• **Activity**: Reproduce precisely the lines of the listing below, starting with the line that contains "Target: green moss" and stopping after the line that contains "Target: mountain range"; include nothing else.
-- Dataset records follows --
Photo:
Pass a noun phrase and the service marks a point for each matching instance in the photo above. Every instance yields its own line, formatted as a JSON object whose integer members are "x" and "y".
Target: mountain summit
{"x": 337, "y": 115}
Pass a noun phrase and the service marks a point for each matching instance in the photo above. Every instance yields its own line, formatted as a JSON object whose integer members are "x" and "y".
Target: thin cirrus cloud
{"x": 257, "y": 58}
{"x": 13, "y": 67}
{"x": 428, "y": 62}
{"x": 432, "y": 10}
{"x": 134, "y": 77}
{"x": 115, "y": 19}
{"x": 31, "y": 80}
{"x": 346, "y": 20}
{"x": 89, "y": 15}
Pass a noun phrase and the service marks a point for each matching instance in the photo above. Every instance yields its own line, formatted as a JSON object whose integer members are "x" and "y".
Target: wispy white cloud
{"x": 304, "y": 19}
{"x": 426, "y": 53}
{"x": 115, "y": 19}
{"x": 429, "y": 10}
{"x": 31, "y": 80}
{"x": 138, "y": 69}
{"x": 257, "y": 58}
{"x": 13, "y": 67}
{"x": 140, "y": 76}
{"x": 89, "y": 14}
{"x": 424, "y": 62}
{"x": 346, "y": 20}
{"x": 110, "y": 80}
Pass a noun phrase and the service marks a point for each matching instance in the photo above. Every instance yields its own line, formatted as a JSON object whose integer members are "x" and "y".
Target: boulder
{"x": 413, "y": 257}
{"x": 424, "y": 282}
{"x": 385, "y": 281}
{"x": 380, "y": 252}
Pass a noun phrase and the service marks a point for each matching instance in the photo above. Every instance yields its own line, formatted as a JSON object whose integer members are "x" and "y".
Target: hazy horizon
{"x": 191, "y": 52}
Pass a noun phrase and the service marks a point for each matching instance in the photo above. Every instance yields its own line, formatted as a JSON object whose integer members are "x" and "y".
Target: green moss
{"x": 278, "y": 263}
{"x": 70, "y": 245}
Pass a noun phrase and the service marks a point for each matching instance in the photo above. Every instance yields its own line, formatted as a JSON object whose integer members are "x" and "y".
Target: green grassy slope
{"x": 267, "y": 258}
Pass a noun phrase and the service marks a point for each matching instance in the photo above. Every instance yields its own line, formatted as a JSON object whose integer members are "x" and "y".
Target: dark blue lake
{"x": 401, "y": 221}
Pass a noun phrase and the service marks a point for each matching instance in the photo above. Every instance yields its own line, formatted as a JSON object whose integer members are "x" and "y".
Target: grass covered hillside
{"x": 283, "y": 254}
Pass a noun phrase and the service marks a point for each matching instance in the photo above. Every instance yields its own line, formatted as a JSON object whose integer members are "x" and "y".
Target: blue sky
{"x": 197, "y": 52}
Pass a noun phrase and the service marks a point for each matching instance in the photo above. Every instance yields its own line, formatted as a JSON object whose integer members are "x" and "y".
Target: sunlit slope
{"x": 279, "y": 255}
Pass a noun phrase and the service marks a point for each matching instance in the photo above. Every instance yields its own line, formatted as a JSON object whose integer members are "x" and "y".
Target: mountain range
-- Dataset records concluded --
-- Dataset records follows --
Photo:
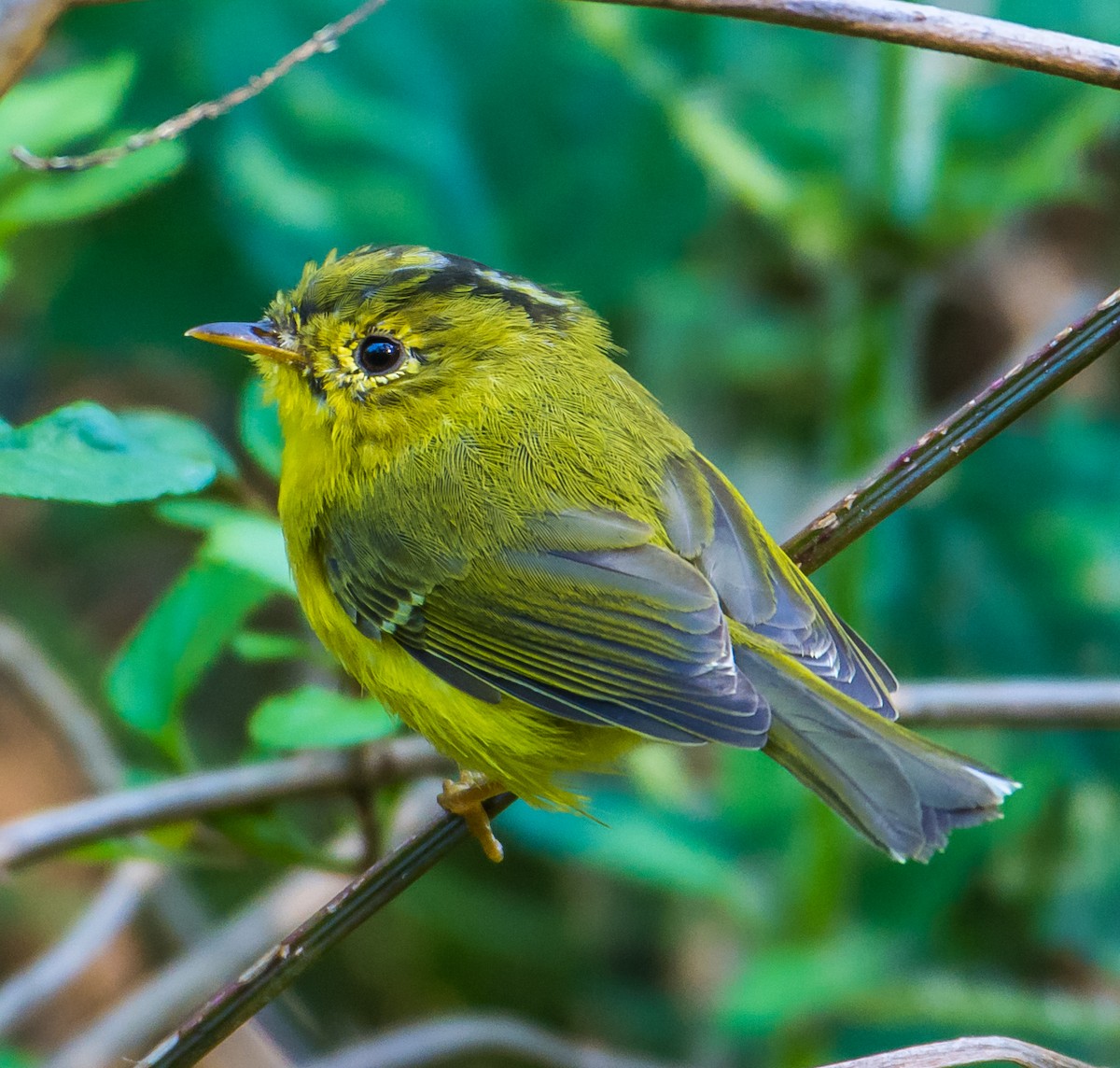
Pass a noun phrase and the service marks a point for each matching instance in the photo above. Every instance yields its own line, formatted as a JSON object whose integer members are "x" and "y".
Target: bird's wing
-- Dataset records concluded --
• **Response to the exercise**:
Target: green moss
{"x": 278, "y": 263}
{"x": 70, "y": 245}
Pass a noun phrase and the service marks a point for each matching instance in the photo above. Every instance yields its own line, formatted as a JSON object whose integer members are "x" and "y".
Target: green grassy slope
{"x": 267, "y": 258}
Pass a noun phrase and the service marks a point for each matching instance in the photo above. Every instance yields its own line, formatted as a JSON object whose integer members are "x" and "y".
Target: dark blue lake
{"x": 401, "y": 221}
Pass a noun phrase and the service marks a point for each matching instance in the photo above. Every instance yields its own line, formatted as a JSON object whose integer members are "x" and "y".
Target: grass covered hillside
{"x": 283, "y": 254}
Pass a noun phrase and the service marks a point for each matching instance in the photo above. Every instance yields its own line, formatted as a JSON object whose integer members are "x" and "y".
Target: blue sky
{"x": 197, "y": 52}
Pass a noun phrase and the service marks a point for each matching instance in the photo above. Every instance yields its own line, formatted as a JSON object whose integer members are "x" and "y".
Target: sunlit slope
{"x": 279, "y": 255}
Pass a noun phrase and the service marks a point for each matching instance in the photo above. Every instance yields its own line, formatted as a JSON object whose integer members are "x" and "y".
Target: mountain range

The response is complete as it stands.